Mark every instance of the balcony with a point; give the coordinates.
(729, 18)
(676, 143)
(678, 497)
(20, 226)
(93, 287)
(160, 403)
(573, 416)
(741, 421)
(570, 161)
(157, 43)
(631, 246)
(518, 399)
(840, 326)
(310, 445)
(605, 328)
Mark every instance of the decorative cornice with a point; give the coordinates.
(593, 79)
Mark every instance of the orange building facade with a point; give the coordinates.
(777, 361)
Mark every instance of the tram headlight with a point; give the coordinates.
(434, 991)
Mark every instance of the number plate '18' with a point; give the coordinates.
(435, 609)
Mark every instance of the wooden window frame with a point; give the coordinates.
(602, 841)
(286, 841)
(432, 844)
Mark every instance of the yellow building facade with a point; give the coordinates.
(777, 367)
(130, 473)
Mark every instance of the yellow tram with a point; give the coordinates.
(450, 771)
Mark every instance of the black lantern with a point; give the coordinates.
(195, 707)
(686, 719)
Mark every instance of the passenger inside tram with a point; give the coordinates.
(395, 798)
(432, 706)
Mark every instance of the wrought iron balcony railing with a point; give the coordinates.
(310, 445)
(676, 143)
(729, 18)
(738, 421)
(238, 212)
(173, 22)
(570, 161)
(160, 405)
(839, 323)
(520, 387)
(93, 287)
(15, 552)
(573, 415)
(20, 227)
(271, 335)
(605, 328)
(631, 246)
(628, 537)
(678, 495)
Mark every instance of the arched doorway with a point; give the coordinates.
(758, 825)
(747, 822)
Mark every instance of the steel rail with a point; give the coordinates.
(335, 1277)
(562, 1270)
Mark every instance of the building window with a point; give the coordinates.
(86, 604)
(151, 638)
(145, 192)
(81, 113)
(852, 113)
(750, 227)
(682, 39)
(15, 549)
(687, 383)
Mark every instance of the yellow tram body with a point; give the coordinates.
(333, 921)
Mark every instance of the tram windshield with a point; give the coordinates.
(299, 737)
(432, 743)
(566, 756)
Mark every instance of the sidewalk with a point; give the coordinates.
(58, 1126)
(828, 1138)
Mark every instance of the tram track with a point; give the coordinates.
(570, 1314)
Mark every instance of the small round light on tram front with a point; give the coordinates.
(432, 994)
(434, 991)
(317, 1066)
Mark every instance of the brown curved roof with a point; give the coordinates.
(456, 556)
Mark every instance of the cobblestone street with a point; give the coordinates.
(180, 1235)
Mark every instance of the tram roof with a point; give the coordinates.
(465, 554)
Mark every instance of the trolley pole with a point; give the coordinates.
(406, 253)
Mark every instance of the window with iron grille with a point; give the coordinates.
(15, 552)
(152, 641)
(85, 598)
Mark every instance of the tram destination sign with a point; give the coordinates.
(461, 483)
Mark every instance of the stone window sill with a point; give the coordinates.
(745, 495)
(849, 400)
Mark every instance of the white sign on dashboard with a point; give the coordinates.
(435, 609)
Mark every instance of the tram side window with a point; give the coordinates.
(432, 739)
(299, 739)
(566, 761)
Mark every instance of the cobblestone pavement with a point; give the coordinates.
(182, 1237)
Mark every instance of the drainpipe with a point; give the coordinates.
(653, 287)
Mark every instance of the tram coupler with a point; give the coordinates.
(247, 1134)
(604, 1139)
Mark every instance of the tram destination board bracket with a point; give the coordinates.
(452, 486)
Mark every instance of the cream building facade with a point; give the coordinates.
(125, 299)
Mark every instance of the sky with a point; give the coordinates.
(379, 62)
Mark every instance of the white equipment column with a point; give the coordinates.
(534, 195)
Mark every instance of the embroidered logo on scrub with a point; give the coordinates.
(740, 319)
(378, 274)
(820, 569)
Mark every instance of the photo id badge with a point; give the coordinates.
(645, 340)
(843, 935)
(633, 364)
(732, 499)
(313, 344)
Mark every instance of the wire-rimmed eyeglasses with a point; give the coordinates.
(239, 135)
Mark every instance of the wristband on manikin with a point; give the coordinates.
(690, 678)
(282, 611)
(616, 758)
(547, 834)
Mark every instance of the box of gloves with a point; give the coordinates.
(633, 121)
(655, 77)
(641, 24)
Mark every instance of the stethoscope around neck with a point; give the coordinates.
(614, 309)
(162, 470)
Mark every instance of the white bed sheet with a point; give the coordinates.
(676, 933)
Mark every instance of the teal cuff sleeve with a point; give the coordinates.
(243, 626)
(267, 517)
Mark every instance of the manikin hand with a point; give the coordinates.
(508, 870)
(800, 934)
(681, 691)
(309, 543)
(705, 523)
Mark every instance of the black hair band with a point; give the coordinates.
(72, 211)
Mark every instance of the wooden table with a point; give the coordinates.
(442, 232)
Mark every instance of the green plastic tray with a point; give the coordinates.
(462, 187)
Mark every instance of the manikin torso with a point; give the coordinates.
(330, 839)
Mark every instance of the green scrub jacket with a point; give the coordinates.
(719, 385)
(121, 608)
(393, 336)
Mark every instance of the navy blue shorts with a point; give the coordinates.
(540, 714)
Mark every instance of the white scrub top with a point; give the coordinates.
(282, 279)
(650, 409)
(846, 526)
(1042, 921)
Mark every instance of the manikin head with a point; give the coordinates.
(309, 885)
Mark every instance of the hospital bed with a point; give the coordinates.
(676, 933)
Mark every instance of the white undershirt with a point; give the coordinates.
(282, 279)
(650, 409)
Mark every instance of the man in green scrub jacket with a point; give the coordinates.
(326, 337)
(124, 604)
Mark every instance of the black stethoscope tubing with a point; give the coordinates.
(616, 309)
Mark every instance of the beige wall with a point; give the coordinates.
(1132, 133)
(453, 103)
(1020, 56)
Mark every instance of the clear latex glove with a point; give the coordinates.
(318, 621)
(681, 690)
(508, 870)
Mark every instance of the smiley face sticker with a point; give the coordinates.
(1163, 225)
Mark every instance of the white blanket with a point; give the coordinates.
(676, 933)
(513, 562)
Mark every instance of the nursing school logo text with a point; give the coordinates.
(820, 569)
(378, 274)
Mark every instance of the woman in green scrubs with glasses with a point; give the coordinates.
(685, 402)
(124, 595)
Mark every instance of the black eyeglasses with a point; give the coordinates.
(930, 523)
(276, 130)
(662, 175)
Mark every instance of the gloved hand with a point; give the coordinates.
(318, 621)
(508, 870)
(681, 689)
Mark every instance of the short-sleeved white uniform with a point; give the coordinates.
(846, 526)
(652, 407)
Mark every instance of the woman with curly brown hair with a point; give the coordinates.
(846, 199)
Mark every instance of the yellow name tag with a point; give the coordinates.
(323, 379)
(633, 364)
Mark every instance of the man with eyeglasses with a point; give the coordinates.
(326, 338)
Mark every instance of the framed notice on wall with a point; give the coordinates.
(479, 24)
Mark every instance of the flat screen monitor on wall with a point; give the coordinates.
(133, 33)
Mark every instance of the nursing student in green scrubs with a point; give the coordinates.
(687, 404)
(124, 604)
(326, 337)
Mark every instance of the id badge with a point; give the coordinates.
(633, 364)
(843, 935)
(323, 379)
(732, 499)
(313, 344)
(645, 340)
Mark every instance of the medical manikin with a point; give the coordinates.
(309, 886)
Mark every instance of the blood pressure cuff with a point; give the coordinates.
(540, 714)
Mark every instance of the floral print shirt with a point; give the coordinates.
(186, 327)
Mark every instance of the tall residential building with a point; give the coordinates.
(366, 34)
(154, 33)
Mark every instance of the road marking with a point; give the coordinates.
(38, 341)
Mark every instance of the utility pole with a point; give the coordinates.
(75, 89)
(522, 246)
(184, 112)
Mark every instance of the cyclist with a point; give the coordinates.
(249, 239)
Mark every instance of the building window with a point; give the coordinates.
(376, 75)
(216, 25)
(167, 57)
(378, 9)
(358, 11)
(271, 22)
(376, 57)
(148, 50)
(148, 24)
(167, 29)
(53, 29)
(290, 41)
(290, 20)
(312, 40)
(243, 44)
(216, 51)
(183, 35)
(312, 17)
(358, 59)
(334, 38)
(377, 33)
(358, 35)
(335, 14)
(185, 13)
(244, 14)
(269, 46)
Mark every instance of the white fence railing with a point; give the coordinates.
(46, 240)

● ● ● ● ●

Please copy the line that contains "Mark every instance of the cyclist" and each line after it through the end of the records, exactly, and no other lines.

Mark every instance of the cyclist with a point; give the coordinates.
(249, 239)
Mark every instance of the building window with a point; give the coordinates.
(376, 75)
(216, 25)
(167, 57)
(378, 9)
(358, 11)
(271, 22)
(376, 57)
(148, 50)
(148, 24)
(167, 29)
(53, 29)
(290, 41)
(290, 20)
(312, 40)
(243, 44)
(216, 51)
(183, 35)
(312, 17)
(358, 59)
(334, 38)
(377, 33)
(358, 35)
(335, 14)
(185, 13)
(244, 14)
(269, 46)
Mark every instance of the white fence railing with a point; give the coordinates.
(46, 240)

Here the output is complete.